Exercise aim — Carry on the article on Python code profiling and numba acceleration, starting right after its last sentence.

Quoted text —
════════
Python code profiling and accelerating your calculations with numba

You wrote up your excellent idea as Python program/module but you are unsatisfied with its performance. The chances are high most of us have been there at least once. I’ve been there last week.

I found excellent method for outlier detection (Enhanced Isolation Forest). eIF was initially written in Python and later optimised in Cython (using C++). C++ is ~40x faster than vanilla Python version, but it lacks the possibility to save the model (which is crucial for my project). Since adding model saving to C++ version is rather complicated buisness, I’ve decided to optimise Python code. Initially I hoped for ~5-10x speed improvement. The final effect surprised me, as rewritten Python code was ~40x faster than initial version matching C++ version performance!

How is it possible? Speeding up your code isn’t trivial. First you need to find which parts of your code are slow (so-called code profiling). Once you know that, you can start tinkering with the code itself (code optimisation).

Code profiling

Traditionally I’ve been relying on %timeit which reports precise execution time for expressions in Python.
════════
[Object pointing dataset rows]
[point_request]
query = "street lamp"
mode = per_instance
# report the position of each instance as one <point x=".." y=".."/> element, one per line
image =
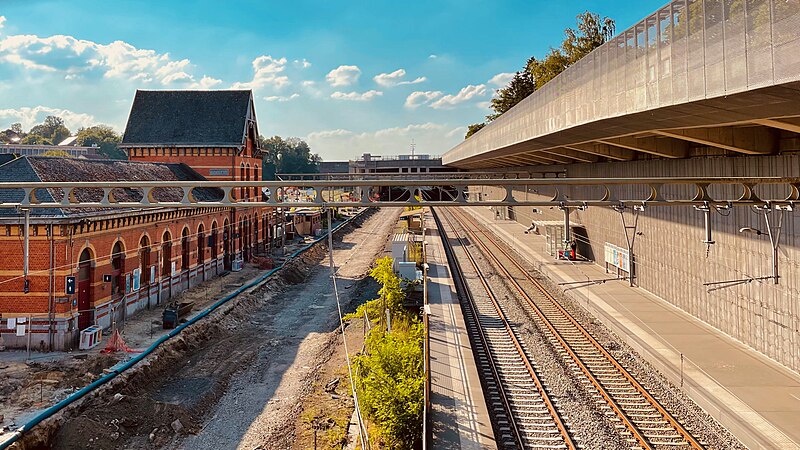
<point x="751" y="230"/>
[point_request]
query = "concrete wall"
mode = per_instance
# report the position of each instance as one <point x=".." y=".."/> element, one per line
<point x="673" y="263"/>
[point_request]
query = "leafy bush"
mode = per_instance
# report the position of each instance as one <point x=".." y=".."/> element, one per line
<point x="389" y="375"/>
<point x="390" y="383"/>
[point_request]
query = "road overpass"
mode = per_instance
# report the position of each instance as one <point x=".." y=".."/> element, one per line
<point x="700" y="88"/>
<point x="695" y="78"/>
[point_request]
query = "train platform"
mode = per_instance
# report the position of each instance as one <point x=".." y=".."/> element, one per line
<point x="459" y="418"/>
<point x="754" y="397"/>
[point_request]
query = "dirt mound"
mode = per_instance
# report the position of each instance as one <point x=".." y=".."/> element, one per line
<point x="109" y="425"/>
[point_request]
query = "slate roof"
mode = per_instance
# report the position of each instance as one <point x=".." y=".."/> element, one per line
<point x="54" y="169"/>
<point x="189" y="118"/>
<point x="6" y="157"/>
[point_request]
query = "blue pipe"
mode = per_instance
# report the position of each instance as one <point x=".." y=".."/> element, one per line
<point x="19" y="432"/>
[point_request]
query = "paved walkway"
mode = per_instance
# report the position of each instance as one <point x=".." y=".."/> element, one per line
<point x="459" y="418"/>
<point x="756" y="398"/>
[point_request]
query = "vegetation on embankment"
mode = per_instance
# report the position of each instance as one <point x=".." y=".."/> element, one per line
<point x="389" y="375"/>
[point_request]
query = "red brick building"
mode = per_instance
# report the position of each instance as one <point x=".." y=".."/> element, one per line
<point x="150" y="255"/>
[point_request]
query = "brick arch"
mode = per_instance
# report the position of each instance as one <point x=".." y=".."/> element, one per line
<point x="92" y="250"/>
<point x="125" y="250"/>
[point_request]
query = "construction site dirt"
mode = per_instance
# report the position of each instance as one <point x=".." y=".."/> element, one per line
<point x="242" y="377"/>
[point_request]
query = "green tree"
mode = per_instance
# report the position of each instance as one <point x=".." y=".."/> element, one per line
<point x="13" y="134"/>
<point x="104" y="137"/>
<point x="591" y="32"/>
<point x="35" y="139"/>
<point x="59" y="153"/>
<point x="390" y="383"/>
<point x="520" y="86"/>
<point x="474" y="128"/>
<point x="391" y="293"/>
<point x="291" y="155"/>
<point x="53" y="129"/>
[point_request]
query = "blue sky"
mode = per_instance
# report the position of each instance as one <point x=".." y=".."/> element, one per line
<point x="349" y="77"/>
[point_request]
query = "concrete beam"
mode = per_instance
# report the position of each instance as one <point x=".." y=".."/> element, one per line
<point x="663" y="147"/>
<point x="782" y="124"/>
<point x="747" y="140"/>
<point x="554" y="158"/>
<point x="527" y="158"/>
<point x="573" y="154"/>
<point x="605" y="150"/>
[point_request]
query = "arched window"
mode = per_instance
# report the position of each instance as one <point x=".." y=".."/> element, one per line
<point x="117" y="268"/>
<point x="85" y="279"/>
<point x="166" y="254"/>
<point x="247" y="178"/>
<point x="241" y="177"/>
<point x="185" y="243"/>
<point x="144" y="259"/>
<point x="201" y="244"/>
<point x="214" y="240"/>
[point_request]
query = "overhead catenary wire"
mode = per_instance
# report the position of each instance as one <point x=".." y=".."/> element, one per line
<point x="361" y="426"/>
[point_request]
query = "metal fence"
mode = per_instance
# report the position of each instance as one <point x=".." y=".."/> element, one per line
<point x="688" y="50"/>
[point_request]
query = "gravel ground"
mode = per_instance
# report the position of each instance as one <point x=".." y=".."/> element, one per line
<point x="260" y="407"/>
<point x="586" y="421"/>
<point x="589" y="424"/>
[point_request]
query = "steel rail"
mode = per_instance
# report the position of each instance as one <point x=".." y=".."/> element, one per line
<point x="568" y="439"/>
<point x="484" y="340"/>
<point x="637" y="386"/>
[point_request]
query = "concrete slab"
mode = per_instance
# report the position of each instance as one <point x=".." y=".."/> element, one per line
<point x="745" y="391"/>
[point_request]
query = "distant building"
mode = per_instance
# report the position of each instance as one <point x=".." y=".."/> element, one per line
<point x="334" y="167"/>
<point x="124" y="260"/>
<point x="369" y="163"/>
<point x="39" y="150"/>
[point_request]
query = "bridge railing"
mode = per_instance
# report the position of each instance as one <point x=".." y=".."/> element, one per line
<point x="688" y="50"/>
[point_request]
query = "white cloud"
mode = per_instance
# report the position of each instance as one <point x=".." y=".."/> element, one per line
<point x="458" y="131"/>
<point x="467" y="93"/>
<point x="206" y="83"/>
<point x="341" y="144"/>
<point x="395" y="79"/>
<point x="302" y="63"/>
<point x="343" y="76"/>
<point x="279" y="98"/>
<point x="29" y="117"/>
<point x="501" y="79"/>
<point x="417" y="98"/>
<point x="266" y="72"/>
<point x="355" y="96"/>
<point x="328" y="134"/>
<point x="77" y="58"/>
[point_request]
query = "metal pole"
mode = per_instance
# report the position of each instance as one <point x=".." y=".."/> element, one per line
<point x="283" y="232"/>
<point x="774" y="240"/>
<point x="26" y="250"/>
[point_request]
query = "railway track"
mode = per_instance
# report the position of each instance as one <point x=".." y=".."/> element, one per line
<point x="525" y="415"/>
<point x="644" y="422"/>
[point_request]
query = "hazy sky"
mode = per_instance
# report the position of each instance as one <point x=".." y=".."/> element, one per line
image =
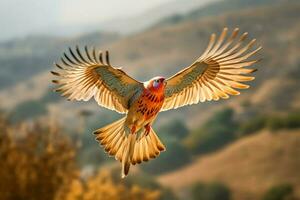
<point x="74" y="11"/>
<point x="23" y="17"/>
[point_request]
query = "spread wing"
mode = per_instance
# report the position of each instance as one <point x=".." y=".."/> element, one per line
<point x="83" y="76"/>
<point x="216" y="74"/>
════════
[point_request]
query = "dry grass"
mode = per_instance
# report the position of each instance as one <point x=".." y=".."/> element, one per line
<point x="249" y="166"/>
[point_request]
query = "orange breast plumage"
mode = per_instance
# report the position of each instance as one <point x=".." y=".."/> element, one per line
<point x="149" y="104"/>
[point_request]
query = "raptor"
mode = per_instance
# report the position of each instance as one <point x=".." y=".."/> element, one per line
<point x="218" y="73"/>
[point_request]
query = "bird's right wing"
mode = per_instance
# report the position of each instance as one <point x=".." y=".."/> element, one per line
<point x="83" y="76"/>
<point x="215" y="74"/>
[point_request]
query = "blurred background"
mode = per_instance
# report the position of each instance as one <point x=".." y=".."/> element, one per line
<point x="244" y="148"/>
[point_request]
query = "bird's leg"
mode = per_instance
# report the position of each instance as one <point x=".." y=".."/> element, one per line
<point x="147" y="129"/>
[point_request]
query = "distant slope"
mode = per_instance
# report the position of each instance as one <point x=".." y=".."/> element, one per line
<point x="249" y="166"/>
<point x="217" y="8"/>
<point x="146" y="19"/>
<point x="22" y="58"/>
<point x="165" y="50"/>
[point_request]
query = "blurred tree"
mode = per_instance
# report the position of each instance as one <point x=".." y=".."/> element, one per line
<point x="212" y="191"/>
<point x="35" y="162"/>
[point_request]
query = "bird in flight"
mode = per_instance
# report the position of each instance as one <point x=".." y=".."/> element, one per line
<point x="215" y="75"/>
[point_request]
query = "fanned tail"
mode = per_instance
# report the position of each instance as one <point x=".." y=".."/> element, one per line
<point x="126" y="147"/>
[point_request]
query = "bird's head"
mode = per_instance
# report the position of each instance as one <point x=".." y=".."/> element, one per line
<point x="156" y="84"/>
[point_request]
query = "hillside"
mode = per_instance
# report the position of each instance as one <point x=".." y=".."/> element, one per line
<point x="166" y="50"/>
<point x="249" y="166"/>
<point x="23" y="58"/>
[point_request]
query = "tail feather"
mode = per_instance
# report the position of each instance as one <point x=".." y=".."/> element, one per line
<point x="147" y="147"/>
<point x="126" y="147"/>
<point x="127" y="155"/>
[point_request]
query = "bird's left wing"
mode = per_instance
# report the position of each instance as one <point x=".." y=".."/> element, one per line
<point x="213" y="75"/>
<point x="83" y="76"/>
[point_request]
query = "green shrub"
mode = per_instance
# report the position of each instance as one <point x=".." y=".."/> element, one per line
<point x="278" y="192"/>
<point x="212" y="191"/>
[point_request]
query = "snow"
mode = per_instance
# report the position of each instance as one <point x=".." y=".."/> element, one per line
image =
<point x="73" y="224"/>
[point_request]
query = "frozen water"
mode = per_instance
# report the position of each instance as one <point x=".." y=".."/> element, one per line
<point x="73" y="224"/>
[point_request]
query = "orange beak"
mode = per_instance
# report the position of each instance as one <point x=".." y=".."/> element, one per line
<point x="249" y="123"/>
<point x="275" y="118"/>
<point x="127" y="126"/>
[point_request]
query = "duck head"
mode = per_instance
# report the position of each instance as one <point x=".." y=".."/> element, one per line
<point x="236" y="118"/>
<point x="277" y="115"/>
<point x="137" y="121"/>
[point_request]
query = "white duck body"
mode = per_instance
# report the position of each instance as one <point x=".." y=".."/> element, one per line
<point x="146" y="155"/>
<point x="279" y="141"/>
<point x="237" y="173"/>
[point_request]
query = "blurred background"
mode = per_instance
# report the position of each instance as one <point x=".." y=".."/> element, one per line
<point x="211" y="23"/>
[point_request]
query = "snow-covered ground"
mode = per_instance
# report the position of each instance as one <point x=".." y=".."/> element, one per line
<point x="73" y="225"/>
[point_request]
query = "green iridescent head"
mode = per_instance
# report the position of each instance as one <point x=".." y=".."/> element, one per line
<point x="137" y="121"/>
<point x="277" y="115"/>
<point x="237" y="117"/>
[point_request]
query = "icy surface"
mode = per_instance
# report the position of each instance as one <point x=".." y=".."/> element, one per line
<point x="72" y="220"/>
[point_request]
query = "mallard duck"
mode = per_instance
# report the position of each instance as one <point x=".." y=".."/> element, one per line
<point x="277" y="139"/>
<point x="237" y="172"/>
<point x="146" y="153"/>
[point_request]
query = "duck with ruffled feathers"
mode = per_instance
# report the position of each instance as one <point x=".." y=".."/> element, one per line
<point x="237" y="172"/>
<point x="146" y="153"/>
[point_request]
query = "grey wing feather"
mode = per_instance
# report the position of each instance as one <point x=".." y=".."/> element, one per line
════════
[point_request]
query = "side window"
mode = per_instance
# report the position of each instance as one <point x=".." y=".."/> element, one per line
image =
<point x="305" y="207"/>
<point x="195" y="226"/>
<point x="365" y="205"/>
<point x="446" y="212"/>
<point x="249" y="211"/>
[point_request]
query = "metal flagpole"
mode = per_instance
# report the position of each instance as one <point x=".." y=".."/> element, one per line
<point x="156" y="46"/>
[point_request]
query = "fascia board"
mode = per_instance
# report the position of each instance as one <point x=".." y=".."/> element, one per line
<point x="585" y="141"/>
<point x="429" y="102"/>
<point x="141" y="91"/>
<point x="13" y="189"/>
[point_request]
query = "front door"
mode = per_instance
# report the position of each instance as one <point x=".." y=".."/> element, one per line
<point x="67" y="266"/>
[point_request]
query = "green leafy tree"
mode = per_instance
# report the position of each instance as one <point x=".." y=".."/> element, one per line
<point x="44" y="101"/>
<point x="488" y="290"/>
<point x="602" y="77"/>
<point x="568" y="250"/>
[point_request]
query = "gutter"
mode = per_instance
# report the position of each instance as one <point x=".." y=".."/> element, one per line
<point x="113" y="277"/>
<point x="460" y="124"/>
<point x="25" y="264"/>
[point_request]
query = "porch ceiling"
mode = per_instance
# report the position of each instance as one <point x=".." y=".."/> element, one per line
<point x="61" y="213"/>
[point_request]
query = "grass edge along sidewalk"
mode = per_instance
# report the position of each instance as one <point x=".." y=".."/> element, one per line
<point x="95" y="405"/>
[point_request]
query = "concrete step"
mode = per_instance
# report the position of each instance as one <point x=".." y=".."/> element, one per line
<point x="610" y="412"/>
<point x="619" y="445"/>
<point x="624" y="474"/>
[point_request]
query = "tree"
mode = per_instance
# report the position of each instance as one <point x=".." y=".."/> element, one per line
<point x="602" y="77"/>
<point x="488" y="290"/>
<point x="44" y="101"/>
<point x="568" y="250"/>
════════
Task answer —
%timeit F3.fit(X)
# 1.25 s ± 792 µs per loop (mean ± std. dev. of 7 runs, 1 l oop each)

As awesome as %timeit is, it won’t really tell you which parts of your code are time consuming. At least not directly. For that you’ll need something more advanced.

Code profiling became easier thanks to line_profiler. You can install, load and use it in Jupyter notebook as follows:

# install line_profiler in your system
!pip install line_profiler 
# load the module into current Jupyter notebook
%load_ext line_profiler

# evaluate populate_nodes function of F3.fit program
%lprun -f F3.populate_nodes F3.fit(X)

The example above tells you that although line 134 takes just 11.7 µs per single execution, overall it takes 42.5% of the execution time as it’s executed over 32k times. So starting optimisation of the code from this single line could have dramatic effect on overall execution time.

Code optimisation

First thing I’ve noticed in the original Python code was that in order to calculate outlier score individual samples were streamed through individual trees in the iForest.

        for i in  range(len(X_in)):
            h_temp = 0
            for j in range(self.ntrees):
                h_temp += PathFactor(X_in[i],self.Trees[j]).path*1.0            # Compute path length for each point
            Eh = h_temp/self.ntrees                                             # Average of path length travelled by the point in all trees.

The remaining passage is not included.